EXTRACTED MATERIAL
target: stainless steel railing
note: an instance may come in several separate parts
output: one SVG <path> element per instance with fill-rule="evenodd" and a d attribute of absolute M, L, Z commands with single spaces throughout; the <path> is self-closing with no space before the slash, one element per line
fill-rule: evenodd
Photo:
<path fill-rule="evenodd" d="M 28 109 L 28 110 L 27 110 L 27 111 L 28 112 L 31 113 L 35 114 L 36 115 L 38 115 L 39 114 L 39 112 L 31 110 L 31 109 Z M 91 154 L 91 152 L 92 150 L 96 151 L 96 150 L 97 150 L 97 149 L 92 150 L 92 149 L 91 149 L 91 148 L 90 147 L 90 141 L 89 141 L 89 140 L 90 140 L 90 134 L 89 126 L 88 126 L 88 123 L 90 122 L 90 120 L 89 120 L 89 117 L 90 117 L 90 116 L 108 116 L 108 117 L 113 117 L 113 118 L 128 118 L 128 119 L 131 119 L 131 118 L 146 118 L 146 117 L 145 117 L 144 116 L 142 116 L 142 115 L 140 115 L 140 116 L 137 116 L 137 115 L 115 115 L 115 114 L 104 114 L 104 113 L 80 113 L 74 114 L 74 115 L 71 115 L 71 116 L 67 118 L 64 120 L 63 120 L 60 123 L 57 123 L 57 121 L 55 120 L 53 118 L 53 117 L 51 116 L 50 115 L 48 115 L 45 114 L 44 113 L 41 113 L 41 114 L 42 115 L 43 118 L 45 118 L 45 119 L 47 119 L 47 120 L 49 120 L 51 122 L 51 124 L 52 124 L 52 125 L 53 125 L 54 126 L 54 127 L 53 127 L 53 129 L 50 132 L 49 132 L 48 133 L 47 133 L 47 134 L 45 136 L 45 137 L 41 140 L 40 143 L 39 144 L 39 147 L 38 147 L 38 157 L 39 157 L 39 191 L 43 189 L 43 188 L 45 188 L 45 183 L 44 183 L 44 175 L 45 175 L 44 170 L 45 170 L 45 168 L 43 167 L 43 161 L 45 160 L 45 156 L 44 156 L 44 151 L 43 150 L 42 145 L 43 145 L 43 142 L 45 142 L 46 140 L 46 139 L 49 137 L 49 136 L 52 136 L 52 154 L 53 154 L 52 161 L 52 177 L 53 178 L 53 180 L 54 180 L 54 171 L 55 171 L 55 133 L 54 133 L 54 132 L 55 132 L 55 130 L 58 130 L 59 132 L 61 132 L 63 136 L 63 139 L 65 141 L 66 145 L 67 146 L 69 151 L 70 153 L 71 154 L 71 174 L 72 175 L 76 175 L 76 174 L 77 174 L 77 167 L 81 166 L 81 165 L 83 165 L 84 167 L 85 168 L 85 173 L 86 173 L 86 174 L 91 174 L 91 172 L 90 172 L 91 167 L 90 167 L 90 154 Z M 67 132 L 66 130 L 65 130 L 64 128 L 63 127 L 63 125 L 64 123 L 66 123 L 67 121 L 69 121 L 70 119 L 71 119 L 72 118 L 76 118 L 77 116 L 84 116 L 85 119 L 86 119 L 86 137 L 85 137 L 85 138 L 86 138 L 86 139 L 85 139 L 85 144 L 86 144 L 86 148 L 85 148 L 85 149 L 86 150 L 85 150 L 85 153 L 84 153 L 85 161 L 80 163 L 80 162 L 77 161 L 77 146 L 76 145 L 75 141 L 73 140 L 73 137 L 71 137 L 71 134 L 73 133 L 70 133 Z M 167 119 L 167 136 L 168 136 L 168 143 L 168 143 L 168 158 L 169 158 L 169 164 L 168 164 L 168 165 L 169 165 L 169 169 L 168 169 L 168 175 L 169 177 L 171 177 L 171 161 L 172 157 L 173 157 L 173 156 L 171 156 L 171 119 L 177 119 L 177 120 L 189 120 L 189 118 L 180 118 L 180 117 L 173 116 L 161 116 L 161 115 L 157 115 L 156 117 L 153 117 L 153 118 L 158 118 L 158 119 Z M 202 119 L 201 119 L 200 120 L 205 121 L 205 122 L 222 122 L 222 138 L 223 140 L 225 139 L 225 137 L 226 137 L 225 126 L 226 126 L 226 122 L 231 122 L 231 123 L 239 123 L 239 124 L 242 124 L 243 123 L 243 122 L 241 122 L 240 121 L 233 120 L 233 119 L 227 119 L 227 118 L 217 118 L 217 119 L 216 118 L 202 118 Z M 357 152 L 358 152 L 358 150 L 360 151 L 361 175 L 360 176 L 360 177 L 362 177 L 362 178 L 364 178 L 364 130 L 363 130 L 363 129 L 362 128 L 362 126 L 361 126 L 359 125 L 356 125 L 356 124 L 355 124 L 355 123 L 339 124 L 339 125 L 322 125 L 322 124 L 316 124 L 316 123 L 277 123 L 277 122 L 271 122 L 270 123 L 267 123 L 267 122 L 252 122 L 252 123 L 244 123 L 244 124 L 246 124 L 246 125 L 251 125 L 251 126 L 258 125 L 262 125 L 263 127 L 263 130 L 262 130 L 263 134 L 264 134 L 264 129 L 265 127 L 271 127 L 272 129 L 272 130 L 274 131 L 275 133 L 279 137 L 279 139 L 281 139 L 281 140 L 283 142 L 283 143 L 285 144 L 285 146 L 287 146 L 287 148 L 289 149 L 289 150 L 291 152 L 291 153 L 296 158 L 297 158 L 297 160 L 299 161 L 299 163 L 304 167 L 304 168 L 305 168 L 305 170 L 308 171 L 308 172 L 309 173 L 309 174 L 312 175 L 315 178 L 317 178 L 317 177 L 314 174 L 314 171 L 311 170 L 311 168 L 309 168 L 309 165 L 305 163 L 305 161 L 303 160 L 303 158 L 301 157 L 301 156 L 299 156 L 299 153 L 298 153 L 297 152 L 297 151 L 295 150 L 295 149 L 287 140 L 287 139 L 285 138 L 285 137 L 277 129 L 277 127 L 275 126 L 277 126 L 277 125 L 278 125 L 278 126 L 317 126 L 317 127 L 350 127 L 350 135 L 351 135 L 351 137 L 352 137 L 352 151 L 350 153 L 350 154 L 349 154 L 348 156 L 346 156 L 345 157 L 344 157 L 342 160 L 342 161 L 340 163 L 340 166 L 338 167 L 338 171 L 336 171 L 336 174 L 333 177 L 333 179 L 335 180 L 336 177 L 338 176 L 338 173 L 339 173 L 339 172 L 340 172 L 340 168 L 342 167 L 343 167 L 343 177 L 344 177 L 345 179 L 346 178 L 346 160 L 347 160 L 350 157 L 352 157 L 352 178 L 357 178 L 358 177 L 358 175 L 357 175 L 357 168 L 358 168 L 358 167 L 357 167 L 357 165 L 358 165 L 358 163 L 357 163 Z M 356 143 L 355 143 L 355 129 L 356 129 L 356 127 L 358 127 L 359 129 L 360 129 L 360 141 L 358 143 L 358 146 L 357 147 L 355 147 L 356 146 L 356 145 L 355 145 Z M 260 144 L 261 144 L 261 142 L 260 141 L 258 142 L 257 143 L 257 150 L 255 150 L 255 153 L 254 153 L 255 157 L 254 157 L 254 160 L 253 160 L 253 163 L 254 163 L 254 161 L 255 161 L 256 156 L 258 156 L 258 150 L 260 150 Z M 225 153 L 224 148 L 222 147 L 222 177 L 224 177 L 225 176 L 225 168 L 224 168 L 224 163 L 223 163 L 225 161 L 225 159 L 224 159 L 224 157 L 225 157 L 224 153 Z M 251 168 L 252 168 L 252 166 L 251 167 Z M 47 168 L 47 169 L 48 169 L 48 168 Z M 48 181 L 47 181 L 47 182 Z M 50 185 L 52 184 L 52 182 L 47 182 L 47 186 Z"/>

AIM
Copy the items above, changing "stainless steel railing" to "glass balustrade" everywhere and keeping every other character the same.

RESULT
target: glass balustrade
note: an instance may come in several separate parts
output: one SVG <path> element per instance with fill-rule="evenodd" and a d attribute of absolute M, L, Z commands with single spaces throughout; the <path> is self-closing with no space before the slash, one element per line
fill-rule: evenodd
Photo:
<path fill-rule="evenodd" d="M 28 109 L 28 110 L 27 110 L 27 111 L 28 112 L 31 113 L 35 114 L 36 115 L 38 115 L 39 114 L 39 112 L 31 110 L 31 109 Z M 91 154 L 91 152 L 92 150 L 96 151 L 96 150 L 97 150 L 97 149 L 92 150 L 92 149 L 91 149 L 91 148 L 90 147 L 90 141 L 89 141 L 89 140 L 90 140 L 90 134 L 89 126 L 88 126 L 88 123 L 90 122 L 90 120 L 89 120 L 89 117 L 90 117 L 90 116 L 108 116 L 108 117 L 113 117 L 113 118 L 128 118 L 128 119 L 131 119 L 131 118 L 146 118 L 146 117 L 145 117 L 144 116 L 142 116 L 142 115 L 140 115 L 140 116 L 137 116 L 137 115 L 115 115 L 115 114 L 104 114 L 104 113 L 80 113 L 74 114 L 74 115 L 71 115 L 71 116 L 67 118 L 64 120 L 63 120 L 60 123 L 57 123 L 57 121 L 55 120 L 53 118 L 53 117 L 51 116 L 50 115 L 48 115 L 45 114 L 44 113 L 41 113 L 41 114 L 42 115 L 43 118 L 45 118 L 45 119 L 47 119 L 47 120 L 49 120 L 51 122 L 51 124 L 52 124 L 52 125 L 53 125 L 54 126 L 54 127 L 53 127 L 53 129 L 50 132 L 49 132 L 48 133 L 47 133 L 47 134 L 45 136 L 45 137 L 41 140 L 40 143 L 39 144 L 39 147 L 38 147 L 38 157 L 39 157 L 39 191 L 43 189 L 43 188 L 45 188 L 45 183 L 44 183 L 44 175 L 45 175 L 44 170 L 45 170 L 45 168 L 43 167 L 43 161 L 45 160 L 45 156 L 44 156 L 44 151 L 43 150 L 42 145 L 43 145 L 43 142 L 45 142 L 46 140 L 46 139 L 49 137 L 49 136 L 52 136 L 52 154 L 53 154 L 52 161 L 52 177 L 53 178 L 53 180 L 54 180 L 54 171 L 55 171 L 55 133 L 54 133 L 54 132 L 55 132 L 55 130 L 58 130 L 59 132 L 61 132 L 63 136 L 63 139 L 65 141 L 66 145 L 67 146 L 69 151 L 70 153 L 71 154 L 71 174 L 72 175 L 76 175 L 76 174 L 77 174 L 77 167 L 81 166 L 81 165 L 83 165 L 84 167 L 85 168 L 85 173 L 86 173 L 86 174 L 91 174 L 91 172 L 90 172 L 91 167 L 90 167 L 90 154 Z M 67 132 L 66 130 L 65 130 L 64 128 L 63 127 L 63 125 L 64 123 L 66 123 L 67 121 L 69 121 L 70 119 L 71 119 L 72 118 L 76 118 L 77 116 L 84 116 L 85 119 L 86 119 L 86 137 L 85 137 L 85 138 L 86 138 L 86 139 L 85 139 L 85 144 L 86 144 L 86 148 L 85 148 L 85 149 L 86 150 L 85 150 L 85 153 L 84 153 L 85 161 L 80 163 L 80 162 L 77 161 L 77 146 L 76 145 L 75 141 L 73 140 L 73 137 L 71 137 L 71 134 L 73 133 L 70 133 Z M 167 119 L 167 136 L 168 136 L 168 143 L 168 143 L 168 158 L 169 158 L 169 164 L 168 164 L 168 165 L 169 165 L 169 169 L 168 169 L 168 175 L 169 177 L 171 177 L 171 161 L 172 157 L 173 157 L 173 156 L 171 156 L 171 119 L 177 119 L 177 120 L 189 120 L 189 118 L 180 118 L 180 117 L 173 116 L 161 116 L 161 115 L 157 115 L 156 117 L 153 117 L 153 118 L 158 118 L 158 119 Z M 202 119 L 201 119 L 200 120 L 205 121 L 205 122 L 222 122 L 222 138 L 223 140 L 225 139 L 225 137 L 226 137 L 225 126 L 226 126 L 226 122 L 231 122 L 231 123 L 239 123 L 239 124 L 242 124 L 243 123 L 243 122 L 241 122 L 240 121 L 233 120 L 233 119 L 227 119 L 227 118 L 217 118 L 217 119 L 216 118 L 202 118 Z M 357 152 L 358 152 L 358 150 L 360 151 L 361 175 L 360 176 L 360 177 L 362 177 L 362 178 L 364 178 L 364 130 L 363 130 L 363 129 L 362 128 L 362 126 L 361 126 L 359 125 L 356 125 L 356 124 L 355 124 L 355 123 L 339 124 L 339 125 L 322 125 L 322 124 L 316 124 L 316 123 L 277 123 L 277 122 L 271 122 L 270 123 L 267 123 L 267 122 L 252 122 L 252 123 L 244 123 L 244 124 L 246 124 L 246 125 L 251 125 L 251 126 L 258 125 L 262 125 L 263 127 L 263 130 L 262 130 L 263 134 L 264 134 L 264 129 L 265 127 L 271 127 L 272 129 L 272 130 L 274 131 L 275 133 L 279 137 L 279 139 L 281 139 L 281 140 L 283 142 L 283 143 L 285 144 L 285 146 L 287 146 L 287 148 L 289 149 L 289 150 L 291 152 L 291 153 L 296 158 L 297 158 L 297 160 L 299 161 L 299 163 L 304 167 L 304 168 L 305 168 L 305 170 L 308 171 L 308 172 L 309 173 L 309 174 L 312 175 L 315 178 L 317 178 L 317 177 L 314 174 L 314 171 L 311 170 L 311 168 L 309 168 L 309 165 L 305 163 L 305 161 L 303 160 L 303 158 L 301 157 L 301 156 L 299 156 L 299 153 L 298 153 L 297 152 L 297 151 L 295 150 L 295 149 L 287 140 L 287 139 L 285 138 L 285 137 L 277 129 L 277 127 L 275 126 L 277 126 L 277 125 L 278 125 L 278 126 L 317 126 L 317 127 L 350 127 L 350 135 L 351 135 L 351 137 L 352 137 L 352 151 L 350 153 L 350 154 L 349 154 L 348 156 L 346 156 L 345 157 L 344 157 L 342 160 L 342 161 L 340 163 L 340 166 L 338 167 L 338 171 L 336 171 L 336 174 L 333 177 L 333 179 L 335 180 L 336 177 L 338 176 L 338 173 L 339 173 L 339 172 L 340 172 L 340 168 L 342 167 L 343 167 L 343 177 L 344 177 L 345 179 L 346 178 L 346 160 L 347 160 L 350 157 L 352 157 L 352 178 L 357 178 L 358 177 L 358 175 L 357 175 L 357 168 L 358 168 L 358 167 L 357 167 L 357 165 L 358 165 L 358 163 L 357 163 Z M 356 143 L 355 143 L 355 129 L 356 129 L 356 127 L 358 127 L 359 129 L 360 129 L 360 141 L 358 143 L 358 146 L 357 147 L 355 147 L 356 146 L 356 145 L 355 145 Z M 260 144 L 261 144 L 261 142 L 260 141 L 258 142 L 257 143 L 257 150 L 255 150 L 255 153 L 254 153 L 255 157 L 254 157 L 254 160 L 253 160 L 253 163 L 254 163 L 254 161 L 255 161 L 256 156 L 258 156 L 258 150 L 260 150 Z M 225 153 L 224 148 L 222 147 L 222 177 L 224 177 L 225 176 L 225 168 L 224 168 L 224 163 L 223 163 L 225 161 L 225 159 L 224 159 L 224 157 L 225 157 L 224 153 Z M 251 168 L 252 168 L 252 166 L 251 167 Z M 47 168 L 47 169 L 48 169 L 48 168 Z M 48 181 L 47 181 L 47 182 Z M 50 185 L 52 184 L 52 182 L 47 182 L 47 186 Z"/>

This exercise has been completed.